[What to work on]
Copy out every one of the rows below word for word, without changing a single line.

[Source material]
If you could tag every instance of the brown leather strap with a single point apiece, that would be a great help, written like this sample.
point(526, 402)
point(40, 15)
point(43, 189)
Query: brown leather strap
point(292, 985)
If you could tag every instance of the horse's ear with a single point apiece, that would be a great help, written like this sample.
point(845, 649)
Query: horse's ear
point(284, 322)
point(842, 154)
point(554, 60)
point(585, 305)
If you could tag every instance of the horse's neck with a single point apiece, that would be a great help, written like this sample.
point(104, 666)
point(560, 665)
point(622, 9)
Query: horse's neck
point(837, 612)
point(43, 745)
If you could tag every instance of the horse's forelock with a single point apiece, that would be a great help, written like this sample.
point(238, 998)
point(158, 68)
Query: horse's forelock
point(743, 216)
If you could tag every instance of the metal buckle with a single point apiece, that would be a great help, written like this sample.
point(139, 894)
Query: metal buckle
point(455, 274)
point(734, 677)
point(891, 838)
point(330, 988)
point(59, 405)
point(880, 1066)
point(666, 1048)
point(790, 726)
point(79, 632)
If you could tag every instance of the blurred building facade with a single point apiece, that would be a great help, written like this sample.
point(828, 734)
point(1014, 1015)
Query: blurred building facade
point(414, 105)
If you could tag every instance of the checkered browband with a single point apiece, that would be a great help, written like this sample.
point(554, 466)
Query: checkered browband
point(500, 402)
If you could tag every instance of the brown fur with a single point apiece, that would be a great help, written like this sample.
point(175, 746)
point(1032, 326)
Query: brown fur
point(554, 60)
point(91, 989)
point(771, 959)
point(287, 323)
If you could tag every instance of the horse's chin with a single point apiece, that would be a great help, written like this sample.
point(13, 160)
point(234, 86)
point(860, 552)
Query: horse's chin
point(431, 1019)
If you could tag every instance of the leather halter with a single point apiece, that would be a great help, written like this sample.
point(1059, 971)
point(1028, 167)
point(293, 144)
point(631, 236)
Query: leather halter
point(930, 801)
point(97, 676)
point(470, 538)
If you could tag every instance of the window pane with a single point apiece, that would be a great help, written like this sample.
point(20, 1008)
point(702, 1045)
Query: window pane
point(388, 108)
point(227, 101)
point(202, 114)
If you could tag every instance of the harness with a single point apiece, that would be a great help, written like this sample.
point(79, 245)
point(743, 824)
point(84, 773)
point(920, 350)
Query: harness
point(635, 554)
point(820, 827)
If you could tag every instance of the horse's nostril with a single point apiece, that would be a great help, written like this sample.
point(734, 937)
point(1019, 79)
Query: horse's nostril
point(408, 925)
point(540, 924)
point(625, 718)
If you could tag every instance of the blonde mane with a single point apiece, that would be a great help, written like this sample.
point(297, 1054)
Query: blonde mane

[Exercise result]
If you could tag every instance of the brown leather strap with a single point apiece, that would be a great help, written like this sample.
point(526, 402)
point(40, 15)
point(43, 189)
Query: brown leather strap
point(292, 985)
If you could tag every instance of the horse's ear with a single point apiece, that would be a great help, written like this sample.
point(845, 649)
Query: horse's ear
point(284, 322)
point(842, 154)
point(554, 60)
point(585, 305)
If you could tag every instance of the horse's neck with a single point apiece, that would be a great help, written like this sample.
point(104, 666)
point(560, 665)
point(622, 9)
Query: horse's neck
point(837, 612)
point(43, 745)
If you could tag every instance of the horse's forelock with a single point apiece, that would be a great help, written like this sample.
point(238, 998)
point(158, 68)
Query: horse's forelock
point(743, 216)
If you could tag every instance of the metal buckle with a single point apiece, that would be a great help, written like this sample.
point(139, 894)
Query: metal buckle
point(455, 274)
point(734, 677)
point(891, 838)
point(330, 988)
point(59, 405)
point(880, 1066)
point(666, 1048)
point(790, 726)
point(79, 632)
If you could tag every instance of the blurred building facade with a single point apiece, that would be a great help, written like this sample.
point(828, 734)
point(1014, 1015)
Query: blurred building facade
point(414, 105)
If you could tag every instance of the checkered browband with a single point apiece, that would be a great help, written like this sample.
point(554, 466)
Query: checkered browband
point(500, 402)
If you could tag every instance of the brown fur with a single point apiece, that would be a great help, written like this sample.
point(175, 746)
point(1032, 326)
Query: brown fur
point(554, 60)
point(91, 989)
point(771, 959)
point(287, 323)
If you could tag every instance of the horse's chin with a single point apiece, that would be a great help, written like this sample.
point(13, 160)
point(234, 86)
point(860, 552)
Query: horse's chin
point(431, 1019)
If you could tag every instance of the leather halter with a single point apiece, that would be a great help, written like this sample.
point(1059, 971)
point(1028, 167)
point(293, 144)
point(631, 236)
Query: leather halter
point(930, 801)
point(97, 676)
point(470, 538)
If you could tag every instance of the window pane with a single point apiece, that would be a great help, written like this sample.
point(20, 1008)
point(702, 1045)
Query: window pane
point(388, 108)
point(227, 101)
point(202, 114)
If you could tag every instance of the harness with a single point apiece, that would be a great help, written like this sample.
point(79, 245)
point(743, 824)
point(84, 773)
point(920, 350)
Query: harness
point(635, 554)
point(820, 827)
If you could tag every instance of the horse's nostril with a single point apiece, that would be a great help, written like this sample.
point(734, 937)
point(1019, 79)
Query: horse's nostril
point(408, 925)
point(540, 924)
point(625, 718)
If you could tag every instance of the blonde mane with a single point apiece, that would be a great help, written like this sample.
point(297, 1054)
Query: blonde mane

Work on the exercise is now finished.